** Problem description **
Answer with one number: the count of lines in this material that hold the word "house".

◇ ◇ ◇ ◇

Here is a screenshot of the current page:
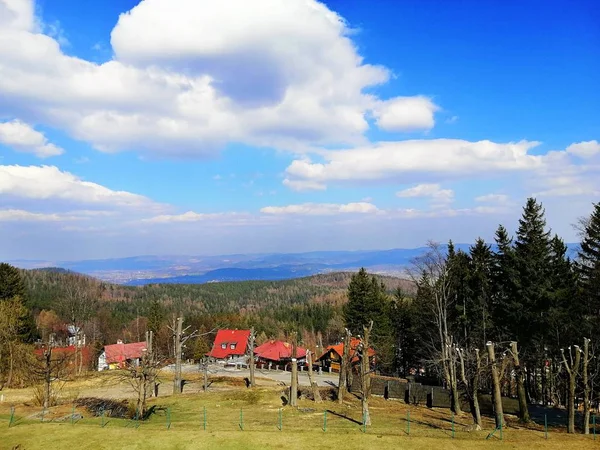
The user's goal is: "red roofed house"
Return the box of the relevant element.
[208,329,250,362]
[317,337,376,373]
[254,340,307,364]
[98,340,147,371]
[34,345,93,374]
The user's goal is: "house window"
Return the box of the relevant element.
[230,343,237,350]
[221,343,227,349]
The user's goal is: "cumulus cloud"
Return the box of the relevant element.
[284,139,542,189]
[0,165,159,209]
[396,183,454,201]
[566,140,600,159]
[260,202,379,215]
[0,0,428,158]
[0,119,64,157]
[373,96,439,132]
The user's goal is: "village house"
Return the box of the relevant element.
[207,329,251,366]
[97,340,147,371]
[316,337,376,373]
[254,340,306,368]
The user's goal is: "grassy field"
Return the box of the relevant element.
[0,375,597,450]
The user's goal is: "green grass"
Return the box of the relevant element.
[1,386,597,450]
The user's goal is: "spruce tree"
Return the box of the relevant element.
[491,224,519,342]
[0,263,26,301]
[514,198,552,350]
[547,235,578,346]
[576,202,600,331]
[468,238,494,347]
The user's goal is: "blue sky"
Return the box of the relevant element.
[0,0,598,260]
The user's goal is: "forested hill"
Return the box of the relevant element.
[18,268,413,346]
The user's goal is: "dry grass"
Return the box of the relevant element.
[0,380,597,450]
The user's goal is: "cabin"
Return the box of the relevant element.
[254,340,306,367]
[317,337,376,373]
[207,329,251,364]
[33,345,93,373]
[98,340,147,371]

◇ ◇ ◇ ◇

** Reply **
3